Das Vorgängeralbum „Bereue nichts“ verdunkelte letztes Jahr so manche schräg baumelnde Querdenkerpysche beschwerend mit nachhaltiger morbider Tristesse.

Nun schieben die manisch sarkastischen Gothic Dark Metal-Entertainer um den beschwörenden Gruftbarden Allen B. Konstanz den inhaltsschweren „Nachruf“ hinterher. Diese neue und vierte Liederkollektion im Albumformat zeigt den suizidalpoetischen Verzweiflungssound des in allen Belangen abgründig wirkenden Quartetts in erwartungsgemäß gefräßig verzehrender Manier. Böse Rammstein-Lyrik gibt es inklusive.

Musikerseele und Produzententalent Markus Stock, wie in seiner Hauptcombo The Vision Bleak auch hierbei als Schwadorf präsent, sorgt als Gitarrist erneut für so manchen unheimlichen Wonneschauer.

Auch Gitarrist und Songtexter Ronny Fimmel dehnt unter seinem besser bekannten Künstlernamen Yantit erneut die Stahlstränge seiner liebsten Sechssaitigen.

Der „aufgeklärten“ Außenwelt an sich hat dieser allzu menschlich gebliebene Gegenwartsflüchtling nach wie vor nichts zu sagen, wie er wissen lässt.

„Vielen Dank für die wirklich sehr schöne Frage. [lacht ] Der ,Menschheit‘ habe ich nichts mitzuteilen und kann es auch gar nicht. Wie du bereits so schön formuliert hast: Sie ist ja schon verdorben und besteht hauptsächlich aus Dummbatzen … das wäre so, als wenn man aus Darkthrone plötzlich wieder Black Metal oder aus dem ,Wacken‘ ein Festival, bei welchem es um die Musik geht, machen wollte. Unser Nachruf richtet sich an eine Handvoll Menschen mit einem eigenen Gehirn und einem Herzen in der Brust.“

Yantit bedauert im Weiteren merklich, dass es, im Gegensatz zum vorherigen Langspiel-Release von Ewigheim, diesmal keine ausgekoppelte Single geben wird.

◇ ◇ ◇ ◇

- Aufgabenstellung -
Gib den Abschnitt der Albumbesprechung zwischen „Auch Gitarrist und“ und „er wissen lässt.“, beide eingeschlossen, unverändert wieder.

- Datenblock -
◇ ◇ ◇ ◇

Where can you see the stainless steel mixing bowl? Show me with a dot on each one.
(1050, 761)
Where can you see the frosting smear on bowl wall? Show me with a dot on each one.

◇ ◇ ◇ ◇

- Vollständige Ausgabe -
Auch Gitarrist und Songtexter Ronny Fimmel dehnt unter seinem besser bekannten Künstlernamen Yantit erneut die Stahlstränge seiner liebsten Sechssaitigen.

Der „aufgeklärten“ Außenwelt an sich hat dieser allzu menschlich gebliebene Gegenwartsflüchtling nach wie vor nichts zu sagen, wie er wissen lässt.